Tally the lines of the records that contain the string "black", treating case as significant, and reply with the number alone.

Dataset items
------------------------------------
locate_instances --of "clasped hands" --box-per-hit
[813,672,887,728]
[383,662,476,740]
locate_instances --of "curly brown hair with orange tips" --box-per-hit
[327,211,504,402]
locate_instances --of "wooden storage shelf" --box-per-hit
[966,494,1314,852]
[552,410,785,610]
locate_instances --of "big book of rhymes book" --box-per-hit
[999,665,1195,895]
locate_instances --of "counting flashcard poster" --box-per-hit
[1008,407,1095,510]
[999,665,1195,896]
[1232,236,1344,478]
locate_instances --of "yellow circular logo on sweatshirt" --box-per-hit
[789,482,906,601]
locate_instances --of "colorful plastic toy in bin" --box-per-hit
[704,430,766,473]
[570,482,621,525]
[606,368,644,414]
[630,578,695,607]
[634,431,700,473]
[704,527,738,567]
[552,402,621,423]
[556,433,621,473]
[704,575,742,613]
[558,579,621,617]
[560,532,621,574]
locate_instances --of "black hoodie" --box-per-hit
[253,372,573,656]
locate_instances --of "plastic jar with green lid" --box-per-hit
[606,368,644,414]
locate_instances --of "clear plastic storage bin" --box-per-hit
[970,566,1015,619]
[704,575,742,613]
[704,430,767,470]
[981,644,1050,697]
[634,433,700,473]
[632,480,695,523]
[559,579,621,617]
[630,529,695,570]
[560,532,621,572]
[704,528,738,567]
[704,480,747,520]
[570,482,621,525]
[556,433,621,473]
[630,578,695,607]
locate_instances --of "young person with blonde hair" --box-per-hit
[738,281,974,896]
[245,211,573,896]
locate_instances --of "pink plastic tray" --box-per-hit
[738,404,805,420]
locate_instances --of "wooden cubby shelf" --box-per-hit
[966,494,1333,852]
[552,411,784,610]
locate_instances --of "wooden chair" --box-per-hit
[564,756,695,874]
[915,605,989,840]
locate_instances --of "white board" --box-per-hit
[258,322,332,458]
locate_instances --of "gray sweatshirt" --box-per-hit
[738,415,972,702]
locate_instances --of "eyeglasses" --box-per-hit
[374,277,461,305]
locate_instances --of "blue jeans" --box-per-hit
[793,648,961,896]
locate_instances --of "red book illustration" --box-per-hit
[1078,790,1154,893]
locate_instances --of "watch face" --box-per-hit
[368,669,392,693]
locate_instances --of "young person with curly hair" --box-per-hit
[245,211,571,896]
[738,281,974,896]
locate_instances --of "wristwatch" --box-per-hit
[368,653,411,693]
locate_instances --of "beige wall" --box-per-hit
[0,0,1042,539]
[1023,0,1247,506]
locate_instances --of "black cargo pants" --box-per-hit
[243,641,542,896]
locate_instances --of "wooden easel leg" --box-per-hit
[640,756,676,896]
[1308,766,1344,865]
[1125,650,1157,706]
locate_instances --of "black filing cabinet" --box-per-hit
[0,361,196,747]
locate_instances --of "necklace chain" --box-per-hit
------------------------------------
(TASK RESULT) 3